Problem description ▸ Copy verbatim the lines of the rows from the line containing "of the house" through the end of the rows, with both ends included.

[Point annotations for photos]
+ + + + +

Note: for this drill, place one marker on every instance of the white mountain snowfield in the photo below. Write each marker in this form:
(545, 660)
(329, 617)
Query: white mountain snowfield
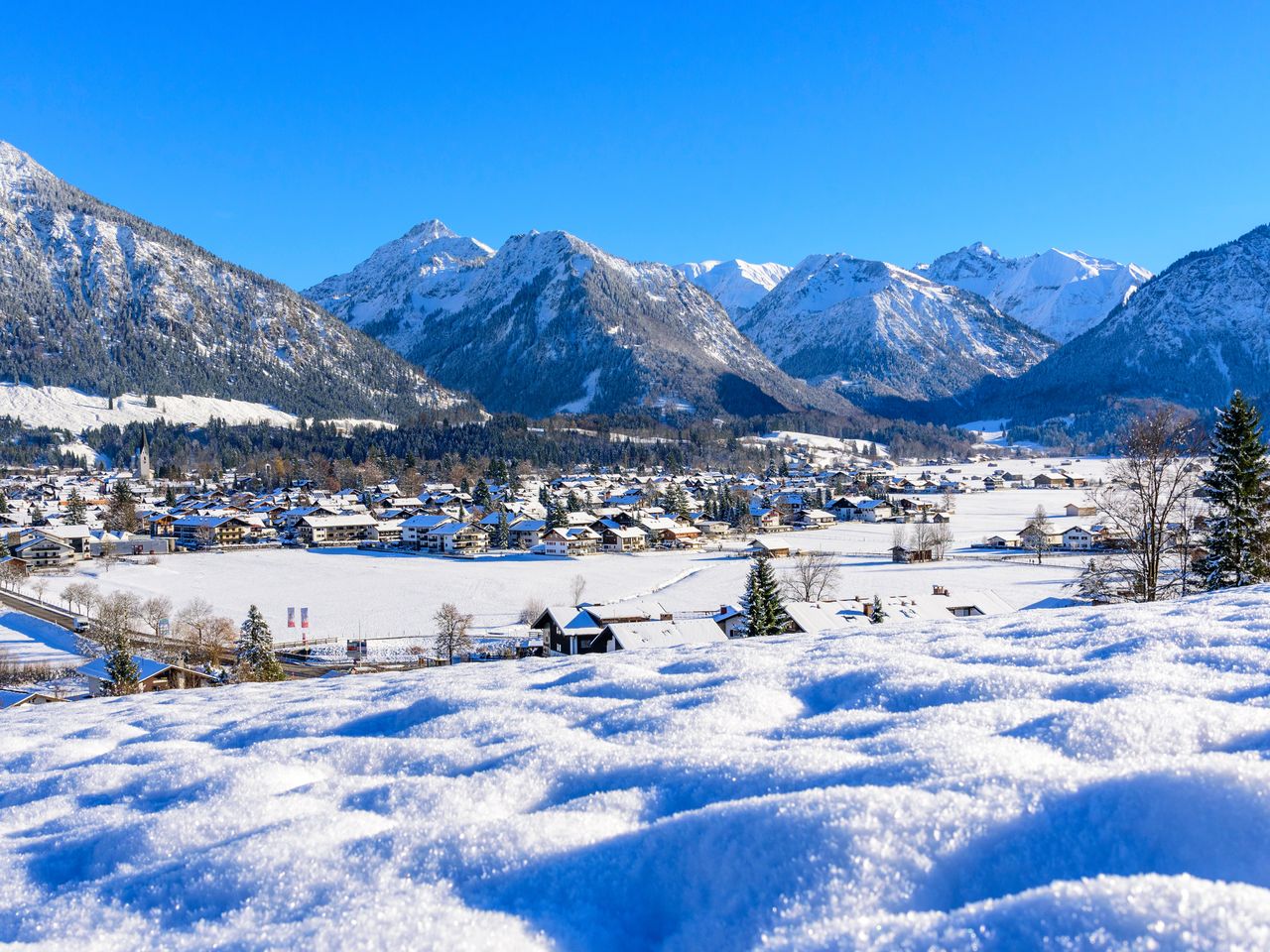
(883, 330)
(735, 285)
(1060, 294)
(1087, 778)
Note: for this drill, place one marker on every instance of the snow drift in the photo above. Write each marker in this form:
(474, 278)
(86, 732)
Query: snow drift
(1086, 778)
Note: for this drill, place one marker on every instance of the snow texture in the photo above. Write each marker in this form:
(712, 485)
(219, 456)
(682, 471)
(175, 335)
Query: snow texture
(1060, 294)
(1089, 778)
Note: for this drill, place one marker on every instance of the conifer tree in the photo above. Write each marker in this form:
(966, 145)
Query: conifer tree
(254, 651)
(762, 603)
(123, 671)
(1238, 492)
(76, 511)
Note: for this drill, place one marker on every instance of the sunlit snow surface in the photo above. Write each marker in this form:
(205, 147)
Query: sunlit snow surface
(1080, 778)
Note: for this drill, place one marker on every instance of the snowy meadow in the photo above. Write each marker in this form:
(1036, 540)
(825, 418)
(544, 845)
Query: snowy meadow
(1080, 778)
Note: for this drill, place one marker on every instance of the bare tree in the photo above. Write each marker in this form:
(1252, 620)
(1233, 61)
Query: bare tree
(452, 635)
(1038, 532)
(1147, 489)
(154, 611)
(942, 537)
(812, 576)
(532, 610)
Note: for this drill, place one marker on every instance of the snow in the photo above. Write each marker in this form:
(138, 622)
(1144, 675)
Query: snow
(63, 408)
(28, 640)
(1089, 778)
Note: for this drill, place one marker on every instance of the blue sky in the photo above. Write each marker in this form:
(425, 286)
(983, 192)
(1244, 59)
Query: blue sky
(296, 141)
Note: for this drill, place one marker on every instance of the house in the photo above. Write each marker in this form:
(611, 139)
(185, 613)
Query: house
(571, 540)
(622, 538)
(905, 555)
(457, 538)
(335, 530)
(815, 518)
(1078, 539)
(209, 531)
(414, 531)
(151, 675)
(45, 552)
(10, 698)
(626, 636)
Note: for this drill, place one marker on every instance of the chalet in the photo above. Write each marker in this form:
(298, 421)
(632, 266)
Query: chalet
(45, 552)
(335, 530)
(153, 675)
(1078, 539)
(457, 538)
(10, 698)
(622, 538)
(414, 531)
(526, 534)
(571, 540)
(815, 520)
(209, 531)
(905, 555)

+ + + + +

Result of this exercise ▸
Note: for this drill, place one marker on every instance of the house in the photo above. Write each marker in this form:
(611, 139)
(185, 613)
Query: house
(571, 540)
(622, 538)
(905, 555)
(457, 538)
(335, 530)
(815, 518)
(1078, 539)
(209, 531)
(414, 531)
(151, 675)
(45, 552)
(10, 698)
(626, 636)
Note: for this drill, place one marker on every instance of the chalet in the photo above. Write each marker in this form:
(298, 421)
(632, 266)
Query: chalet
(45, 552)
(335, 530)
(153, 675)
(1078, 539)
(457, 538)
(10, 698)
(622, 538)
(414, 531)
(526, 534)
(571, 540)
(815, 520)
(209, 531)
(905, 555)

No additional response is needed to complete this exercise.